Photo-based referring expression data
+ + +

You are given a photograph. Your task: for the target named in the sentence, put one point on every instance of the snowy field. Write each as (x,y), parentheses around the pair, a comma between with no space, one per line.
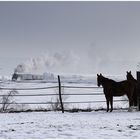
(118,124)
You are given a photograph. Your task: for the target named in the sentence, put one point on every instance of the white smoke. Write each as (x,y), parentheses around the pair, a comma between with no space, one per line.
(50,62)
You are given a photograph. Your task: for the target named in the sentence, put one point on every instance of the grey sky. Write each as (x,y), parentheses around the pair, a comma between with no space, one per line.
(97,32)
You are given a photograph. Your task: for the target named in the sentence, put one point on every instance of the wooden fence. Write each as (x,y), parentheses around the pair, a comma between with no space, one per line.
(59,95)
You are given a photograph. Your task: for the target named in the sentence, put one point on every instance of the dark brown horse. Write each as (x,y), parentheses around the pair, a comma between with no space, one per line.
(134,81)
(112,88)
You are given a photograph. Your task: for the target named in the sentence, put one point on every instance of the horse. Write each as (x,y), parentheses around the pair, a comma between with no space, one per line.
(112,88)
(134,81)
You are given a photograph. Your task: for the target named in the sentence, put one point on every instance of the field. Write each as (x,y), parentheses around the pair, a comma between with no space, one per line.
(118,124)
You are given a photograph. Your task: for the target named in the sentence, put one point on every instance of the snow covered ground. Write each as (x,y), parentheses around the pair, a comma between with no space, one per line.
(118,124)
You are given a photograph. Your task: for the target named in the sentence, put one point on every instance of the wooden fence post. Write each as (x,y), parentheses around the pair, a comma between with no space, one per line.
(60,97)
(138,89)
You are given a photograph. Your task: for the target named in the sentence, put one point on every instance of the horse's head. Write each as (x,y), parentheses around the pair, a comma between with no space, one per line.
(129,75)
(99,79)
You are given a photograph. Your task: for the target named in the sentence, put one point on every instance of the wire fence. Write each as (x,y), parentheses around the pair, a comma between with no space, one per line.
(59,94)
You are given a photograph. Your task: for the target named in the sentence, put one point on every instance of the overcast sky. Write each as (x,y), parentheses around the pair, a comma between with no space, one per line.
(101,34)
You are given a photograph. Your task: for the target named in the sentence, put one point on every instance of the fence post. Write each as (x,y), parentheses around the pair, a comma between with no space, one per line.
(60,97)
(138,89)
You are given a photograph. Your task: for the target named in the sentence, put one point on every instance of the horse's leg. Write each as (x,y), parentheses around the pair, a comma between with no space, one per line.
(107,102)
(135,97)
(111,103)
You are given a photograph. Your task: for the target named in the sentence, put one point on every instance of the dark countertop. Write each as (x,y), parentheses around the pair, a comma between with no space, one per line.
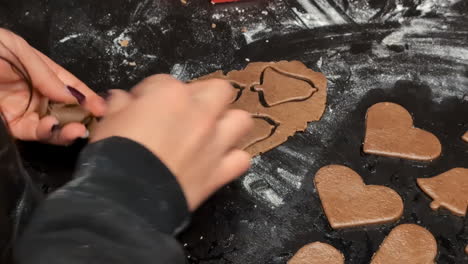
(413,52)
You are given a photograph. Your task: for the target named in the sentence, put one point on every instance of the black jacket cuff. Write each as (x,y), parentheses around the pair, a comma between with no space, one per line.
(132,176)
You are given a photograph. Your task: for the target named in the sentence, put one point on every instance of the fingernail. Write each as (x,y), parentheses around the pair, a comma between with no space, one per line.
(77,94)
(86,135)
(55,128)
(107,95)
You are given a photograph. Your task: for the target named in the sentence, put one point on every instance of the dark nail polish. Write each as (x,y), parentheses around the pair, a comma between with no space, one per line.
(55,128)
(106,95)
(77,94)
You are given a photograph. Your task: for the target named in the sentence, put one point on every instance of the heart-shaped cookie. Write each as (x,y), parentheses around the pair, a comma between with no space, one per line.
(407,244)
(317,253)
(448,190)
(390,132)
(349,202)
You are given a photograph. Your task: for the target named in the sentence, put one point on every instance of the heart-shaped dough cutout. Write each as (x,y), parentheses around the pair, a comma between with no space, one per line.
(273,90)
(349,202)
(448,190)
(317,253)
(407,244)
(390,132)
(294,95)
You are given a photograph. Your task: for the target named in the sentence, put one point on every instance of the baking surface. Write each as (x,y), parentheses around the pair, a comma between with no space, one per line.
(411,52)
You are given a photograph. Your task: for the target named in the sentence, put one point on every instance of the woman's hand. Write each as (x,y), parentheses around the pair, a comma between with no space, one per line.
(188,126)
(49,82)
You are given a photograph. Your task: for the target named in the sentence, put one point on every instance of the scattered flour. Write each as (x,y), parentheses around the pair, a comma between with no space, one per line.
(69,37)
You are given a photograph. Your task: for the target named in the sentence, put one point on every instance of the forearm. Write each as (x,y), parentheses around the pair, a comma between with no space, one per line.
(124,206)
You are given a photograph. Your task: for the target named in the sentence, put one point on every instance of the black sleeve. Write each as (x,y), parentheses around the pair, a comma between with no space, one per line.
(123,206)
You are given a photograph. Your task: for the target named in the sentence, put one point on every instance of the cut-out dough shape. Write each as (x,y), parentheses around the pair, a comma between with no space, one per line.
(390,132)
(465,137)
(448,190)
(272,90)
(292,116)
(317,253)
(264,127)
(407,244)
(69,113)
(66,113)
(349,202)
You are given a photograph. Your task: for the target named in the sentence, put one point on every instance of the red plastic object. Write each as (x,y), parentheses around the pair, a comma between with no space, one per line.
(222,1)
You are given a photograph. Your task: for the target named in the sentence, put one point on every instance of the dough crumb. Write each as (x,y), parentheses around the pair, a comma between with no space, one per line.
(124,42)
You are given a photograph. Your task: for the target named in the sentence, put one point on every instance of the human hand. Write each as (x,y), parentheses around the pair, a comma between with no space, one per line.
(21,68)
(188,126)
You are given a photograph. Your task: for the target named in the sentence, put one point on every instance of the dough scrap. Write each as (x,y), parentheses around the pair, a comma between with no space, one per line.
(448,190)
(317,253)
(293,109)
(465,137)
(407,244)
(349,202)
(390,132)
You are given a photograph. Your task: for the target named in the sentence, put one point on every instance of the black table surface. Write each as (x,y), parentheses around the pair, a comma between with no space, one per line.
(412,52)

+ + +

_PROBLEM REQUIREMENTS:_ Exact copy, no pictures: return the entries word for word.

_YOUR SOLUTION:_
You are given a photograph. Your task: for the target named in the sentence, put one point on every instance of the snowy field. Write each as (x,y), parentheses around the pair, a comma between with no space, one per line.
(118,124)
You are given a photograph. Your task: for the target named in the sentence, put one point on every instance of the white smoke. Write each as (x,y), parentheses around the pair, a comma between with no space, one per line.
(50,62)
You are given a photograph. Your task: for the target named in the sentence, put one point on every instance of the grey sky. Write each as (x,y), parentheses around the pair, a comma between with no space, one per line.
(97,32)
You are given a photograph. Your task: for the target named in the sentence, put one point on every instance of the wooden fence. Write each as (x,y), parentheses around the pair, a comma between with no space, one per line.
(59,95)
You are given a photograph. Your task: for the target named in the sentence, put one point on every instance of the dark brown horse. Write each as (x,y), parentheses around the pair, a comma between with no space, one per line.
(134,81)
(112,88)
You are given a photograph. Your task: for the target named in the sentence, put one point on every instance of the horse. Write each as (x,y), parentheses around the pair, a comma between with no space, one per line.
(112,88)
(134,81)
You are given a photograph. Your task: for the target named in the sentence, put one point on every instance of the field. Write each as (x,y), parentheses around the pair, a comma between with no space, one per line.
(118,124)
You are given a photograph. Your task: for the target named in the sentence, put one point on every instance of the snow covered ground. Write each as (x,y), parentheses around the pair, a comma between with no space, one per line.
(118,124)
You are given a photograph. Your task: for the target named in the sentence, put one point on every instance of the wooden fence post. Write each as (x,y), parentheses around the pair, a comma between with no space, one per line.
(60,97)
(138,89)
You are given a photograph. Your task: for the target named in the sentence, put one point on every instance of the horse's head. Write each as (x,y), parentheses around the pair, a comma between with no space, one per line.
(129,75)
(99,79)
You are given a photograph. Your task: for the target named in the sentence, put one point on every instance of the wire fence. Write each as (x,y), parentheses around the pair, a comma between with no space, one per line.
(59,94)
You are given a photograph. Your task: for the target named in the sentence, put one point on every instance of the overcast sky. Write each as (x,y), parentheses around the pair, a comma between with no space, one per line.
(101,34)
You are given a photograph. Your task: for the target named in the sentence, put one point on every instance of the fence post. Write each as (x,y), parentheses around the pair, a comma between with no space, one per line.
(60,97)
(138,89)
You are given a photograph. Your task: for the target named in the sentence, put one point on every instance of the horse's leg. Write each as (x,y), parentheses around the pair, a comma between with no space, one per line.
(107,102)
(135,97)
(111,103)
You are given a photograph. Your task: for the target named in the sentence, put one point on every instance of the dark countertop. Write each as (x,y), parentheses around the pair, a comma between with no space, one per line.
(413,52)
You are given a photograph. Your task: for the target named in the sentence, put one point on every instance of the black jacket cuff. Write each as (x,y), parentheses around the pair, a comma between with no space, one per line.
(132,176)
You are given a photograph. Your task: for the target named in the sentence, put one point on every instance of the fingernail. Write each as (x,y), parentheses around the pair, a comma between with no space, one per line.
(77,94)
(86,135)
(55,128)
(107,95)
You are given a photograph. Your task: for the target named in the sentence, put one point on every instance of the dark nail polish. Write each as (x,y), parentheses around the pair, a comma between with no space, one per line.
(55,128)
(106,95)
(77,94)
You are given a photograph. Your task: for the target named in the sentence, put one point on every instance of the heart-shaped cookie. Write each as (x,y), parentheses around the pair, a comma between with no space, one per line.
(407,244)
(317,253)
(448,190)
(390,132)
(349,202)
You are given a photograph. Your task: for the target named in the sentence, put one point on every instance of the heart-shaped dough cutout. Write each as (x,y), parentheses around the pair, a comma between with no space, one per line.
(273,90)
(349,202)
(448,190)
(317,253)
(407,244)
(390,132)
(294,95)
You are given a photograph. Your task: for the target named in the sentence, put one point on every instance of the baking surface. Write each as (x,y), parentheses around the pair, a comma between with no space, one per line.
(411,52)
You are given a photograph. Your task: for the target named in the sentence, put one point on every instance of the woman's hand. Write each as (x,y), parentheses around the pair, a comma between with no space, one per line.
(188,126)
(49,82)
You are given a photograph. Your task: for the target named in the sentence, put one point on every instance of the scattered flour. Write each as (x,y), parentheses around the pair, a comma between with no space, one per line.
(69,37)
You are given a photograph. Your task: for the target named in the sentence, put one point on every instance of the forearm. Write each as (x,y), parentheses around the pair, a comma between with no space, one per line.
(124,206)
You are given a photograph. Your task: for the target named in the sentence, put one point on every instance of the black sleeve. Write each as (x,y), parentheses around the pair, a comma between with no space, one per line.
(123,206)
You are given a photograph. Your task: for the target named in the sentence, put one point on every instance of the cut-out dough shape. Write each as (x,y), parentheses around the pair, a comma between with no space, one per line.
(390,132)
(465,137)
(448,190)
(272,90)
(292,116)
(317,253)
(264,127)
(407,244)
(69,113)
(66,113)
(349,202)
You are given a photograph. Your task: for the target named in the sentence, put one point on every instance of the red plastic object. Write each as (x,y), parentheses around the pair, a comma between with no space, one per line.
(222,1)
You are given a photograph. Your task: for the target named in the sentence, put one point on every instance of the dough crumb. Write each as (x,y), parentheses around the pair, a comma between with no space, one per line.
(124,42)
You are given a photograph. Your task: for the target named in the sentence, put one point on every instance of the human hand. Write each as (x,y), parentheses around the pair, a comma between with no space, one per line.
(21,68)
(188,126)
You are given a photograph. Your task: for the target named in the sentence, put one point on every instance of the dough scrap. Write each as (x,y), parentheses around the pair, a comma between with no space, one per line.
(448,190)
(317,253)
(293,109)
(465,137)
(407,244)
(349,202)
(390,132)
You are given a photograph. Your task: for the target named in the sentence, put one point on every instance of the black table surface. Write each as (x,y), parentheses around the pair, a comma between with no space, one per line.
(412,52)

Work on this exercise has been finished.